Take the listing that follows and copy it precisely.
-------- TASK MATERIAL --------
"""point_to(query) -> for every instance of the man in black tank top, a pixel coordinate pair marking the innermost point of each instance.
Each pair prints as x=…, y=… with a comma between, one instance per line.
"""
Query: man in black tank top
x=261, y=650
--------
RESULT:
"""point_to(query) -> for every instance of the man in black tank top, a pixel coordinate pair marking the innermost point of each instance.
Each pair prints as x=…, y=… with a comma between, one instance per line.
"""
Query: man in black tank top
x=261, y=650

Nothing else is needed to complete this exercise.